:: PROBLEM DETAILS ::
Would you work out how many lines below include the word "white"? Only that number is wanted.

:: DATA FOR PROCESSING ::
━━━━━━
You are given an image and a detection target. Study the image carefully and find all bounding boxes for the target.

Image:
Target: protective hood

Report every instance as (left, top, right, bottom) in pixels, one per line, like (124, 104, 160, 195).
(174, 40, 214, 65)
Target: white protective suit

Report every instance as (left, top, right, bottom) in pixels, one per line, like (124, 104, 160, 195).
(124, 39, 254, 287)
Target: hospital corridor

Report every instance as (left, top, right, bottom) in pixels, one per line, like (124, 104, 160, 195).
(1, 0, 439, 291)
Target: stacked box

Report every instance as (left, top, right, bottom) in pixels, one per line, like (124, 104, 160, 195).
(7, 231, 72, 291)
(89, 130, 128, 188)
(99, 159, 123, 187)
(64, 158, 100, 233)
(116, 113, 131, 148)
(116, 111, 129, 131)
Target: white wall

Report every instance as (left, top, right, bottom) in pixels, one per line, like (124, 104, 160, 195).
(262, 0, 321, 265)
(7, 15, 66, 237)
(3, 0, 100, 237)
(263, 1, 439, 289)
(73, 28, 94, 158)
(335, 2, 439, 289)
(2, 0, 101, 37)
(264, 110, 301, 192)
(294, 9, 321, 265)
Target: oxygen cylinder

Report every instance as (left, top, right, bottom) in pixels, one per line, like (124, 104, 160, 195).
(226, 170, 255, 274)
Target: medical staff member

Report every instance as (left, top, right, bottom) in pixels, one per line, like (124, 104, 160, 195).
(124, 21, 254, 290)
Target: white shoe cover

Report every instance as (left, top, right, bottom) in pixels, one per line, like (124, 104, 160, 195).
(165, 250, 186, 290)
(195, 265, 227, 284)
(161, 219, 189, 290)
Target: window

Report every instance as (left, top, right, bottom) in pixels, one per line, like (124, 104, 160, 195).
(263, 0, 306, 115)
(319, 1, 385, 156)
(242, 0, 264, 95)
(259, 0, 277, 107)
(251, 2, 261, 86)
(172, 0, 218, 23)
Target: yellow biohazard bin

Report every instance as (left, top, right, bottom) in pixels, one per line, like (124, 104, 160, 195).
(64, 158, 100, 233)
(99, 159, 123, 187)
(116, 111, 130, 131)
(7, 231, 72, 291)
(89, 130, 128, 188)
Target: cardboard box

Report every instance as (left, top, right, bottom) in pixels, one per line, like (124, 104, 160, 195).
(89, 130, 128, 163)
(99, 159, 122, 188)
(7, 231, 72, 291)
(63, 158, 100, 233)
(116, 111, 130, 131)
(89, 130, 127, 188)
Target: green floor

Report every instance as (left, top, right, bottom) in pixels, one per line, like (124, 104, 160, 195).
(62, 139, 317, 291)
━━━━━━
:: TASK RESPONSE ::
3